### PROBLEM TO SOLVE
In the text about the New Zealand Taxpayers' Union, who succeeded John Bishop as chair of the group?

### SELECTED EXTRACT
== Segment start ==

Taxpayer pressure group

The New Zealand Taxpayers' Union (NZTU) is a taxpayer pressure group founded in 2013 to scrutinise government spending, publicise government waste, and promote an efficient tax system. The union was founded among conservative figures,
and is often regarded as a right-wing pressure group.

==Leadership==
The New Zealand Taxpayers' Union was founded on 30 October 2013. The group was first chaired for four years by John Bishop, a former Television New Zealand political editor, and father of National Party list MP Chris Bishop. He was succeeded by Barrie Saunders, who held the chair for three years from 2017 to 2021. Ashley Church, a director of the Israel Institute of New Zealand and a former CEO of the Property Institute of New Zealand, was invited onto the Board in 2020 and became its chairperson in 2021, but stepped down after five months.

The group's co-founder and Executive Director is Wellington lawyer Jordan Williams. Williams is known for fronting the 'Vote for Change' campaign during the 2011 referendum on New Zealand's voting system. Williams previously worked at the law firm of former ACT MP Stephen Franks. Williams was involved in a series of lawsuits over defamation with the then leader of the Conservative Party of New Zealand Colin Craig. In 2019 Williams apologised to Craig for defamation and Williams dropped his counter-suit.

== Segment end ==

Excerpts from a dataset
== Segment start ==

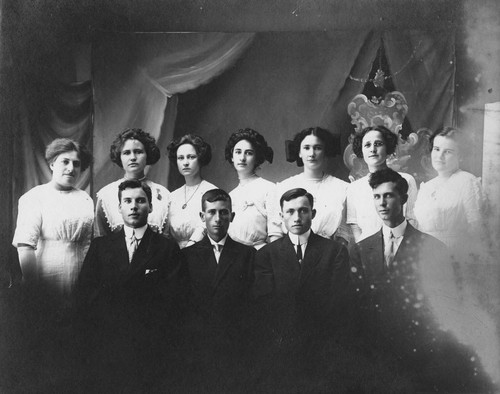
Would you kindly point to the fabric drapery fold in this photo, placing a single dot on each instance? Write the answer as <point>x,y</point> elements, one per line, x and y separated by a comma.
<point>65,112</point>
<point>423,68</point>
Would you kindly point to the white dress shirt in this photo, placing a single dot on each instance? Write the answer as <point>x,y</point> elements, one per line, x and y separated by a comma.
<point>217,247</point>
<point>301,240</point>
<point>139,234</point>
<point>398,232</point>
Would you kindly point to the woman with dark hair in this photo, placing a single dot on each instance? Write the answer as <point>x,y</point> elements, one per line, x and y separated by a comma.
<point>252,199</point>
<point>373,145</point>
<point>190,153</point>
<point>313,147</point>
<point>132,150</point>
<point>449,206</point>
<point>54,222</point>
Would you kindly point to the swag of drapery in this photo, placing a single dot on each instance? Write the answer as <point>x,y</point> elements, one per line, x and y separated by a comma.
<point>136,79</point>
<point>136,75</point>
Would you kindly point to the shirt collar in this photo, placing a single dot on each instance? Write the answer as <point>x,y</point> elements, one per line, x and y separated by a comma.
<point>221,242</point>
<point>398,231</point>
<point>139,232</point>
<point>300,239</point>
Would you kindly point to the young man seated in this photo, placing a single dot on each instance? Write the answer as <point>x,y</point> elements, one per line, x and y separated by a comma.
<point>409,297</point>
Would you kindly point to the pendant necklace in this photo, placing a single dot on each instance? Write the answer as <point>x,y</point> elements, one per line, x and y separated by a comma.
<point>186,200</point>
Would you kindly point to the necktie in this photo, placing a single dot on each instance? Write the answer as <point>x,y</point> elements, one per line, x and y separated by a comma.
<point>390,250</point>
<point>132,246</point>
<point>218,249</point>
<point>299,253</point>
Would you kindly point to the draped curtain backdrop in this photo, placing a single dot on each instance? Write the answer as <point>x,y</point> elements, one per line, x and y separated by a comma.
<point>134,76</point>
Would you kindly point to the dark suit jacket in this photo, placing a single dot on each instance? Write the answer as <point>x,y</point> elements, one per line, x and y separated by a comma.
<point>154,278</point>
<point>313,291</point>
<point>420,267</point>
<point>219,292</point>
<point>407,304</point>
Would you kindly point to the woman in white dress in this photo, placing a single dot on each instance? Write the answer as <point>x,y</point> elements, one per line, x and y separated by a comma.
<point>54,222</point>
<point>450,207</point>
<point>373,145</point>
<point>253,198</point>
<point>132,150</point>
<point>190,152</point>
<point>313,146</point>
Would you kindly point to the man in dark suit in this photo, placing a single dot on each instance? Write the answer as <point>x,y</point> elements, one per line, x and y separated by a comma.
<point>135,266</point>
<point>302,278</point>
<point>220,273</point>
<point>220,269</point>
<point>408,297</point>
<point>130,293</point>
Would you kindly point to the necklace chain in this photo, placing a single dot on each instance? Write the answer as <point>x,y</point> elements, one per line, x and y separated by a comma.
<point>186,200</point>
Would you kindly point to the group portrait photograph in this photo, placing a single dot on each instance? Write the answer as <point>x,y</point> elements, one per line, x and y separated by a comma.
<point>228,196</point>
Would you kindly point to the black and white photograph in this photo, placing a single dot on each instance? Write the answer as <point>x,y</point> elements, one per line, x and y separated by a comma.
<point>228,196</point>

== Segment end ==
== Segment start ==

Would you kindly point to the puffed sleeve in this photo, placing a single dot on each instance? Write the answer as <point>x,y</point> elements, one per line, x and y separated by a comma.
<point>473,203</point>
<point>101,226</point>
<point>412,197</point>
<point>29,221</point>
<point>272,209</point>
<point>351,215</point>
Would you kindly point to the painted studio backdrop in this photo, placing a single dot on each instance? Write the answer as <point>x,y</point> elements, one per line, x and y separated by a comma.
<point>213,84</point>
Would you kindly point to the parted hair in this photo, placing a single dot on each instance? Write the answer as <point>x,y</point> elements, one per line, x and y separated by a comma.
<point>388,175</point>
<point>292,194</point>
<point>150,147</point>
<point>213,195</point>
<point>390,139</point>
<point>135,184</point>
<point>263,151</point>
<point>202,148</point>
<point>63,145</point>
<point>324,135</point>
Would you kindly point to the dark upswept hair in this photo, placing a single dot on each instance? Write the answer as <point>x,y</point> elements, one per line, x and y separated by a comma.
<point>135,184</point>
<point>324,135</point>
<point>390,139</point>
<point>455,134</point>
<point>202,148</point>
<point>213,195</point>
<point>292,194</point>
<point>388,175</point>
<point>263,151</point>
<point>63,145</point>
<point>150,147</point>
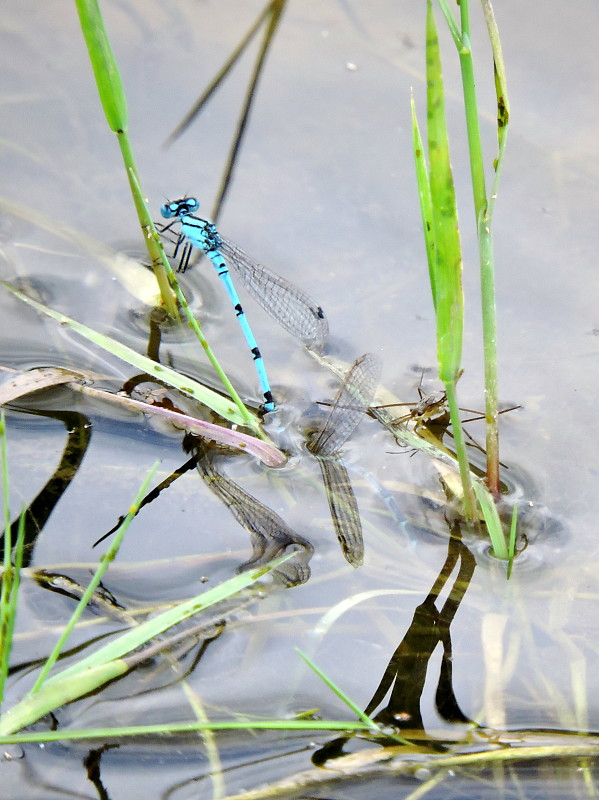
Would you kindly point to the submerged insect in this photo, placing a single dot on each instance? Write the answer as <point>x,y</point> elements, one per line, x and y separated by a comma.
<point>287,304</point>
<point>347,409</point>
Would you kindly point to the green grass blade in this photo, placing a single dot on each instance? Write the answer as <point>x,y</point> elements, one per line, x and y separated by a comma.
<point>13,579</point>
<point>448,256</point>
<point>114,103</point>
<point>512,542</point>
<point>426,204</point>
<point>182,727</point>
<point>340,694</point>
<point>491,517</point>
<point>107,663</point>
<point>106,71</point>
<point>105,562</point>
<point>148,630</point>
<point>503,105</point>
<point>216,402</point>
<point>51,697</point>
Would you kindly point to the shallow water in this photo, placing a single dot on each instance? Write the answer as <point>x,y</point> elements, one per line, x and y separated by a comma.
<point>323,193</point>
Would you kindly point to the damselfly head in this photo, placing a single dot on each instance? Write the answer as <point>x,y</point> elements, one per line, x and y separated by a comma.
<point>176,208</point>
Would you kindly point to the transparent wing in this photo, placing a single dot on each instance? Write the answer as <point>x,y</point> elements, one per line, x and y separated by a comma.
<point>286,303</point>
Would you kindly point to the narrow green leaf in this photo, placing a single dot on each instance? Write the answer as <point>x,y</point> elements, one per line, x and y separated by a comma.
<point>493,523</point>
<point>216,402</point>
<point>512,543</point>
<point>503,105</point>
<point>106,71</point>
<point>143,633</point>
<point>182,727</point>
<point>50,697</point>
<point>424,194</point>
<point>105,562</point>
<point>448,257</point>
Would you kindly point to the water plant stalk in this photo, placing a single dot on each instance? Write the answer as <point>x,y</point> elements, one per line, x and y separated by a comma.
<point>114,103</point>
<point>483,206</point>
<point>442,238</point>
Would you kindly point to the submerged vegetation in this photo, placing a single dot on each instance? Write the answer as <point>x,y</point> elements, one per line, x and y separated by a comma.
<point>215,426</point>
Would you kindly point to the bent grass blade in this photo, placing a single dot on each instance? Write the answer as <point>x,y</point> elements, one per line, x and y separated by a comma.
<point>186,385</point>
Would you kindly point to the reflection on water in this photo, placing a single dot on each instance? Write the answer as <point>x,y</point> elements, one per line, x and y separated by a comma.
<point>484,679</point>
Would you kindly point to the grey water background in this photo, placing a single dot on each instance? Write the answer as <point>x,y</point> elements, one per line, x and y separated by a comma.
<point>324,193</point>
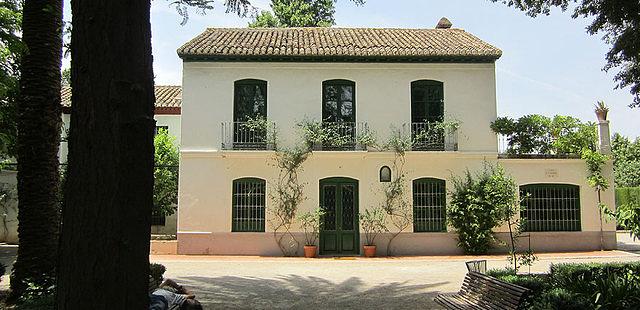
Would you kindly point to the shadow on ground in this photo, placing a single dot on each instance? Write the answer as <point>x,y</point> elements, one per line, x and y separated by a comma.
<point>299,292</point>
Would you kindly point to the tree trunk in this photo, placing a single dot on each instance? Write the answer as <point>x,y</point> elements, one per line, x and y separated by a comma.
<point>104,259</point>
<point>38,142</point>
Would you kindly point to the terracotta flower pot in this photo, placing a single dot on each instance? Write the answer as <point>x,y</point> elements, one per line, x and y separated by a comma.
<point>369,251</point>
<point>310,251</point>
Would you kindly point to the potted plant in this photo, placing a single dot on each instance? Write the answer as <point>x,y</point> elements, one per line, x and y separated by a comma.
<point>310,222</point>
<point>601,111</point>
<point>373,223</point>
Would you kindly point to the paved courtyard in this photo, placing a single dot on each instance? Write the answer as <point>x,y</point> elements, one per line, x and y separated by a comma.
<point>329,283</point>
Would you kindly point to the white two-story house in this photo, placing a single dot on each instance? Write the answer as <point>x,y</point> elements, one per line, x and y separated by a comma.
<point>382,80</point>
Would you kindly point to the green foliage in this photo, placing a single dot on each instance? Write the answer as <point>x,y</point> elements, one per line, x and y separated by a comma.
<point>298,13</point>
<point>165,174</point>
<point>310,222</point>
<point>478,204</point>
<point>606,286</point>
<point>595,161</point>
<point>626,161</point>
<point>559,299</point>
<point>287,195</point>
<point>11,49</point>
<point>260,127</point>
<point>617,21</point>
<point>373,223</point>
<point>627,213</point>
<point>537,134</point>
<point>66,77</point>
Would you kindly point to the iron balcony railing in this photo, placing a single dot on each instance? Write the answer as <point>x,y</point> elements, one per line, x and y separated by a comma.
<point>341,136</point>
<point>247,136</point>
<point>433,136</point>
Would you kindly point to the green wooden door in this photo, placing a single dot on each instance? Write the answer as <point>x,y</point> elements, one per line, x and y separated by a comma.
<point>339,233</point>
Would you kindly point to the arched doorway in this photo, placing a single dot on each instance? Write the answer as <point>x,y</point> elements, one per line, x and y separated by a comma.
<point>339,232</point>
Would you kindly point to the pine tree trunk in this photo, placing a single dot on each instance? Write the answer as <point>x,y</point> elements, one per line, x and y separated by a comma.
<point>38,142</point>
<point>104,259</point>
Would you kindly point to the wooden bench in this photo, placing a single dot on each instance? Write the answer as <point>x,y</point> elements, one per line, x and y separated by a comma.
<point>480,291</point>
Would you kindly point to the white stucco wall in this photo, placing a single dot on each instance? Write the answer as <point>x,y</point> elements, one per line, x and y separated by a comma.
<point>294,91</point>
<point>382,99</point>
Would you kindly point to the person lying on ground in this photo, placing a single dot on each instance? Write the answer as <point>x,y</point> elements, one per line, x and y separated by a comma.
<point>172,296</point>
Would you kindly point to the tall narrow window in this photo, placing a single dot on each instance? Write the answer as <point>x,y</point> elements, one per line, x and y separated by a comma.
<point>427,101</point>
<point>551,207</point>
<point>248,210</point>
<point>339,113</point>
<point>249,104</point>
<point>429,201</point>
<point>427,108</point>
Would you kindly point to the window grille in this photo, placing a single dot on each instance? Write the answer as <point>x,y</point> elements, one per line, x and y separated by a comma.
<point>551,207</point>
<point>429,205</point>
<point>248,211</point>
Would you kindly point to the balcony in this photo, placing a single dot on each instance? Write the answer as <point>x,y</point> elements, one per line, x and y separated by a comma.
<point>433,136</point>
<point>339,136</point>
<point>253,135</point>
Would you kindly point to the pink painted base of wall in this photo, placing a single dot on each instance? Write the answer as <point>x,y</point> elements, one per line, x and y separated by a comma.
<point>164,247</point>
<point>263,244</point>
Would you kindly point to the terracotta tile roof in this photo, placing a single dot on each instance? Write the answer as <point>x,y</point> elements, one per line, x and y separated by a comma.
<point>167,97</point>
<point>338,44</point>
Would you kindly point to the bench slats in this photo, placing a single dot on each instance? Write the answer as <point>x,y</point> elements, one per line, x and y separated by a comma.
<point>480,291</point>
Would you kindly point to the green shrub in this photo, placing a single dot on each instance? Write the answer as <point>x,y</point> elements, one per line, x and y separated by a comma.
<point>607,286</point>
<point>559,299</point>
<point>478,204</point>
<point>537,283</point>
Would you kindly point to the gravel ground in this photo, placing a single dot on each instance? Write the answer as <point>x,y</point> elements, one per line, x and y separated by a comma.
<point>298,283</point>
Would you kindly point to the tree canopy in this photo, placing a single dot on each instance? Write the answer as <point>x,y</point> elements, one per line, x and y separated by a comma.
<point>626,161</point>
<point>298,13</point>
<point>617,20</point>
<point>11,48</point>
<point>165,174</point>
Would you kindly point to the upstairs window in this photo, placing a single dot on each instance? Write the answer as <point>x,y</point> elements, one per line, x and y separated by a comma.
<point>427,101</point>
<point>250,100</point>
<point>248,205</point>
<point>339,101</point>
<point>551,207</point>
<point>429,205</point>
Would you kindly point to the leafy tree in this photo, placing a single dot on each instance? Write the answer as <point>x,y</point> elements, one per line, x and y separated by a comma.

== Segment end ==

### THE ANSWER
Barrie Saunders